# WORK INSTRUCTIONS
Starting at the line containing "Each instance of the girl's outstretched" and ending at the line containing "[[617, 297]]", copy only those lines, requests included, scaling every coordinate in the answers by 1.75 and rounding each to a whole number, with halves rounded up.
---- SOURCE MATERIAL
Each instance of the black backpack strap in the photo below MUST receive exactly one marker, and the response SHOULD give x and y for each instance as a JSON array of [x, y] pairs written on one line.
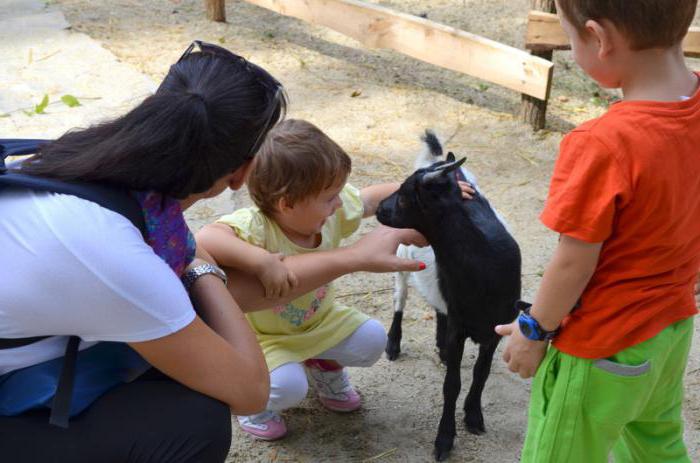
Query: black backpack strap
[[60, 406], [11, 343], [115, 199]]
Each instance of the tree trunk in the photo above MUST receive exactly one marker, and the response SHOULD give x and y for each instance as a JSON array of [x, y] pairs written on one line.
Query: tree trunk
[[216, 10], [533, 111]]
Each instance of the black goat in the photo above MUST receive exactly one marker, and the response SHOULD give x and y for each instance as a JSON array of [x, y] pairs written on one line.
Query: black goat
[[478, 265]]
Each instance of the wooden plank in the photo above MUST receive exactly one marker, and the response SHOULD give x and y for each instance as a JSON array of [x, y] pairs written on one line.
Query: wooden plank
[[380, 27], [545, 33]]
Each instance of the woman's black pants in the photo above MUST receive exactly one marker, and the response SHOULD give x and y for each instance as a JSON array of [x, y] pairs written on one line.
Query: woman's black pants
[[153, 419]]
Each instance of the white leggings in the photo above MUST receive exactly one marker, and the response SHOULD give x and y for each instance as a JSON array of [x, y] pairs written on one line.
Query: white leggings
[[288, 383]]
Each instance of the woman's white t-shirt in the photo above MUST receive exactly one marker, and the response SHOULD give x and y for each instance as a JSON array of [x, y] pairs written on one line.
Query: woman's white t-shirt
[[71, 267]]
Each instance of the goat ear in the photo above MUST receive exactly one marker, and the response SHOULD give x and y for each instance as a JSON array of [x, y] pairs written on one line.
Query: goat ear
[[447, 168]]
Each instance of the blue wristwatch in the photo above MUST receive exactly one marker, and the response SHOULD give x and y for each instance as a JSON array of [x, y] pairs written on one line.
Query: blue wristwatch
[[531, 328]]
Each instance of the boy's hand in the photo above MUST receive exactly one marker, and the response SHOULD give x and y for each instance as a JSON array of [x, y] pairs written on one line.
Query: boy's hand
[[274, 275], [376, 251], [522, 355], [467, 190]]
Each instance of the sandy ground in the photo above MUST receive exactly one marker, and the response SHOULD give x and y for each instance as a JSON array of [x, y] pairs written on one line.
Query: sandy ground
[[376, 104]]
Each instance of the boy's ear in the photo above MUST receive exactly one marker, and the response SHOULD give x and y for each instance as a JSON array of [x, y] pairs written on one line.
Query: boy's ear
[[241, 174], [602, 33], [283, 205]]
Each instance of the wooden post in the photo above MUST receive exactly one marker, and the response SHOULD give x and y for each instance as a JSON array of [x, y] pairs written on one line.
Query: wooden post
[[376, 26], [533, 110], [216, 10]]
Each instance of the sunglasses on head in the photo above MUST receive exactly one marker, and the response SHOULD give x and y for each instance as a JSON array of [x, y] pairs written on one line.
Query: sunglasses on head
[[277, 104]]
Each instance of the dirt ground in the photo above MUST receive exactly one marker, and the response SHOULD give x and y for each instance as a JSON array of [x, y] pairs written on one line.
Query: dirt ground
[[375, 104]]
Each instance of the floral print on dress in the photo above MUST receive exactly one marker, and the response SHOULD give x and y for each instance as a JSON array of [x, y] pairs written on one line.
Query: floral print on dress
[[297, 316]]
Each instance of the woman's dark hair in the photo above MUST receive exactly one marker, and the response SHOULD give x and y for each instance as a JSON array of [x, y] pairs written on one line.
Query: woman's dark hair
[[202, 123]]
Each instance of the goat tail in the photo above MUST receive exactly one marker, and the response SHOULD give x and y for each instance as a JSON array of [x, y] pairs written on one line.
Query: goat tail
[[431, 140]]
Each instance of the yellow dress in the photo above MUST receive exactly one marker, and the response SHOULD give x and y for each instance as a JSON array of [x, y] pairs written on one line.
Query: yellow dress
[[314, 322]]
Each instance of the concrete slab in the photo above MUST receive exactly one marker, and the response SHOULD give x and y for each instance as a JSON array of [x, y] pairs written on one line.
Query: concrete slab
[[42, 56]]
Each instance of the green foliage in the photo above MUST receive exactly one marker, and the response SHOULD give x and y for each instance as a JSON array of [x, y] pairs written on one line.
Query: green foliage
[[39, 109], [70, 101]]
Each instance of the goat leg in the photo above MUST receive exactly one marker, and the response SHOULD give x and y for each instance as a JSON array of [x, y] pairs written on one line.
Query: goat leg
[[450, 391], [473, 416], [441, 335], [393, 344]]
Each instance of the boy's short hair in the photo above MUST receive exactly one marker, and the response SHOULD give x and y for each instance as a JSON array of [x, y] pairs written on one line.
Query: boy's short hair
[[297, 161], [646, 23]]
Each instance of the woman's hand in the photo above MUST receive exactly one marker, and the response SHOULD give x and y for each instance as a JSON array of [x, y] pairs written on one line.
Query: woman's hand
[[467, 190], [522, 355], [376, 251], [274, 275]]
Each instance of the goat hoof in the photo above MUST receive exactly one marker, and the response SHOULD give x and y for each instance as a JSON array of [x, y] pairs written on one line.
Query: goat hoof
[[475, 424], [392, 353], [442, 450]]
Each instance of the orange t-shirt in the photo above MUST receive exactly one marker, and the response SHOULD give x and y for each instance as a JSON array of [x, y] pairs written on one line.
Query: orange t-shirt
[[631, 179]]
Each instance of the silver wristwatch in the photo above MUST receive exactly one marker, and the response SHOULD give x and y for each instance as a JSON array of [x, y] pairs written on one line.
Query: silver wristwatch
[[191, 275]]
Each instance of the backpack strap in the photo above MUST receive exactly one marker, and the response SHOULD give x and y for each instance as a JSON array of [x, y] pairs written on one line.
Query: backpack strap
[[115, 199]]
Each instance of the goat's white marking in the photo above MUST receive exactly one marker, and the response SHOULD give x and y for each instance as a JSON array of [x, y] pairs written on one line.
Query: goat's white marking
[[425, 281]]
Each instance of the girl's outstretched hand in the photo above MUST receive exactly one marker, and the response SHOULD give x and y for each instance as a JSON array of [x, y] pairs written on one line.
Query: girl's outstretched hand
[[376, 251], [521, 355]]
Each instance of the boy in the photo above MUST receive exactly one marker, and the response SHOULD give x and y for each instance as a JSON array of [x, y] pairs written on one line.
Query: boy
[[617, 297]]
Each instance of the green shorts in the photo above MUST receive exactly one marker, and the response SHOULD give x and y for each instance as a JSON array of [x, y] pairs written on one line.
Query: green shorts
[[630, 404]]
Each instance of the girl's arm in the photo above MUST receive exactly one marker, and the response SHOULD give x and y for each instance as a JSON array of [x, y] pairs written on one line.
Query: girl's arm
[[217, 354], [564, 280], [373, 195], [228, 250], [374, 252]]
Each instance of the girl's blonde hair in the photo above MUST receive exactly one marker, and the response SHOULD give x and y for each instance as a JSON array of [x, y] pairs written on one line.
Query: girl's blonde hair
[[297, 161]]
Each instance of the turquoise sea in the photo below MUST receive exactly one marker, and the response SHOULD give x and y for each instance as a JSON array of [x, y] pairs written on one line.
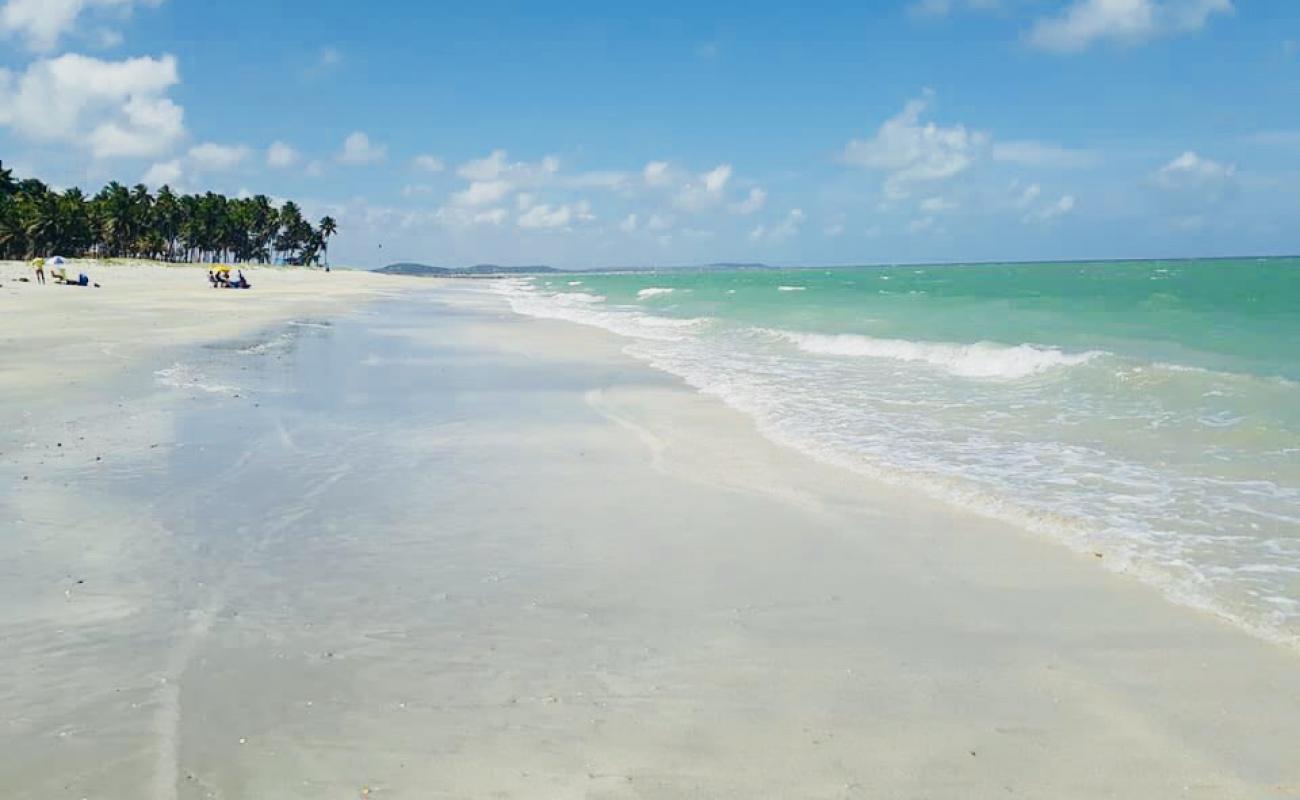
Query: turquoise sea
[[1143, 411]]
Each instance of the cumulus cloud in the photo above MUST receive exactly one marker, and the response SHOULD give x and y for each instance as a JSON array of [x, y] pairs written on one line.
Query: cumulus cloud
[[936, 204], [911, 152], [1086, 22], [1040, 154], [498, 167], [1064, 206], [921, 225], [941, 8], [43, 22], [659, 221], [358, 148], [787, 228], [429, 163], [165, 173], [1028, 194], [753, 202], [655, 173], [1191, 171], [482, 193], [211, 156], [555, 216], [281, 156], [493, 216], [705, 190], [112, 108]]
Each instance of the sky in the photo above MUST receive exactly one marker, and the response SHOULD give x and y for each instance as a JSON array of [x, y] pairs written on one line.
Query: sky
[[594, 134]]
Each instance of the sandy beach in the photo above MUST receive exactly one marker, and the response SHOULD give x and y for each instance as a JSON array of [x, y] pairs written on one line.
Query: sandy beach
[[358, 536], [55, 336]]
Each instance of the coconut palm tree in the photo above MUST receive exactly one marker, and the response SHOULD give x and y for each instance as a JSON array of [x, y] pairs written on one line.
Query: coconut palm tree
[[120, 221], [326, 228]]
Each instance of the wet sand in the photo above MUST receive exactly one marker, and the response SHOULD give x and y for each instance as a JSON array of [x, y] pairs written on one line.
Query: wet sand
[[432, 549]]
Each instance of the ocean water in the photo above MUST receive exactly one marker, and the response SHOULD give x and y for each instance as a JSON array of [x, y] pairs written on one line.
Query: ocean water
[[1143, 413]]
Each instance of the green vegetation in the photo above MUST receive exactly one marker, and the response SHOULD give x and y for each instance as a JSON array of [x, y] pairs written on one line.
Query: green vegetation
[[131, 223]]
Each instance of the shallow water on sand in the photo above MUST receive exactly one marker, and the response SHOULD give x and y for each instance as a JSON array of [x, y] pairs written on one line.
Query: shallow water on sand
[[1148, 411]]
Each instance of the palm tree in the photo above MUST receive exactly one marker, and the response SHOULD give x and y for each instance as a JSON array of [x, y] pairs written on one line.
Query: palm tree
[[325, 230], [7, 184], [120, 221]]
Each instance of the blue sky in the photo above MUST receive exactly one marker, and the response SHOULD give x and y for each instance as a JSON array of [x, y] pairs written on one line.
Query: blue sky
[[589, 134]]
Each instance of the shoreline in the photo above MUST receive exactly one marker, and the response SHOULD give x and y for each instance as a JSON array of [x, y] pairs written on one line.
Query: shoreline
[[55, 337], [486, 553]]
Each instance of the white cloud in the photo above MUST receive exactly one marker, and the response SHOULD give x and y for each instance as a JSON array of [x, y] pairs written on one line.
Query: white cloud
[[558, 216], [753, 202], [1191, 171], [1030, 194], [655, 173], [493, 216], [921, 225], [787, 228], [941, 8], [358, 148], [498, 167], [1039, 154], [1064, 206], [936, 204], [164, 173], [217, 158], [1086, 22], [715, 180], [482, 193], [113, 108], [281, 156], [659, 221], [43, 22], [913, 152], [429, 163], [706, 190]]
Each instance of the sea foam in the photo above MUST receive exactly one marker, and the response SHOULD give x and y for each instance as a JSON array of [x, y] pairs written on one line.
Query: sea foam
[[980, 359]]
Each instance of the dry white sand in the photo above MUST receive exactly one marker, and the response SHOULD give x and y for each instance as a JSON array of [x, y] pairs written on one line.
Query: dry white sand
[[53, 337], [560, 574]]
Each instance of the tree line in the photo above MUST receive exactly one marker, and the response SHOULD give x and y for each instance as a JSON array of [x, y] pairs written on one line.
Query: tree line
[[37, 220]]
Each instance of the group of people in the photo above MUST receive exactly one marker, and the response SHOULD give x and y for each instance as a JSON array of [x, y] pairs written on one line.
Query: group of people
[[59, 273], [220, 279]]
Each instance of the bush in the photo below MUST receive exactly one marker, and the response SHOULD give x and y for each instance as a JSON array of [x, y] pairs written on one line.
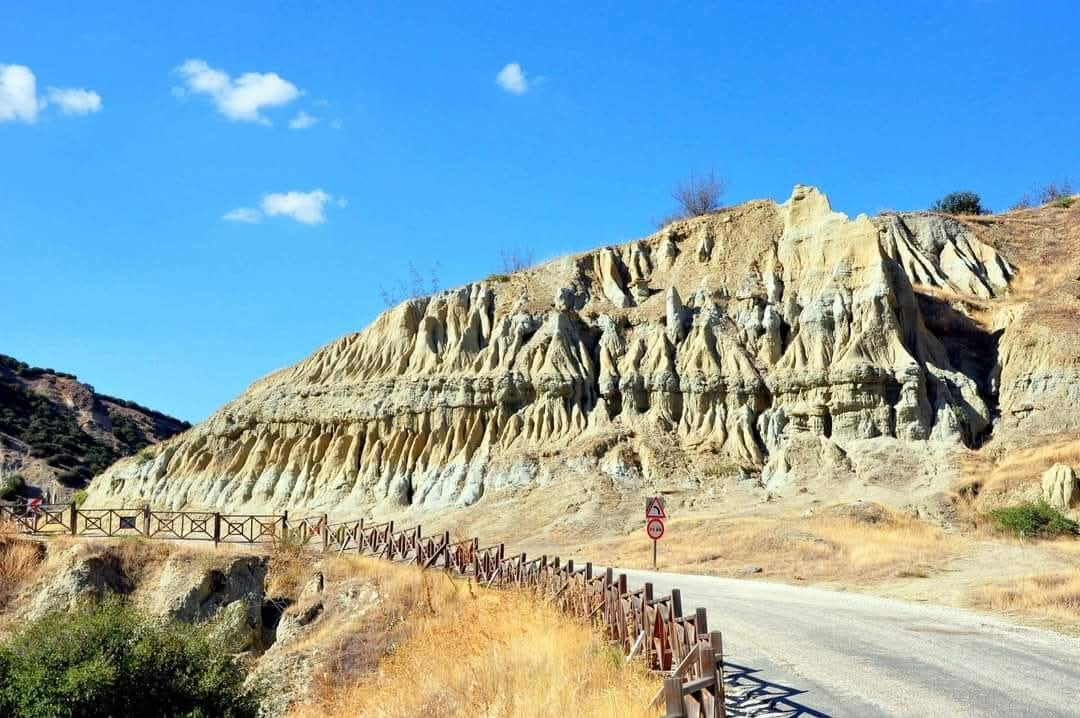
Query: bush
--------
# RESULT
Each instance of the girl's outstretched hand in the photo above MUST receive exactly one marker, and the response SHOULD give x and y for each instance as a JSON array of [x, y] pairs written on one line.
Query: girl's outstretched hand
[[658, 439], [912, 621]]
Each instance of the boy in the photo above MUST receive exactly one marker, and the response SHOULD give x and y for each instance as a JSON array of [x, y] pairs written on one line.
Query: boy
[[1080, 520]]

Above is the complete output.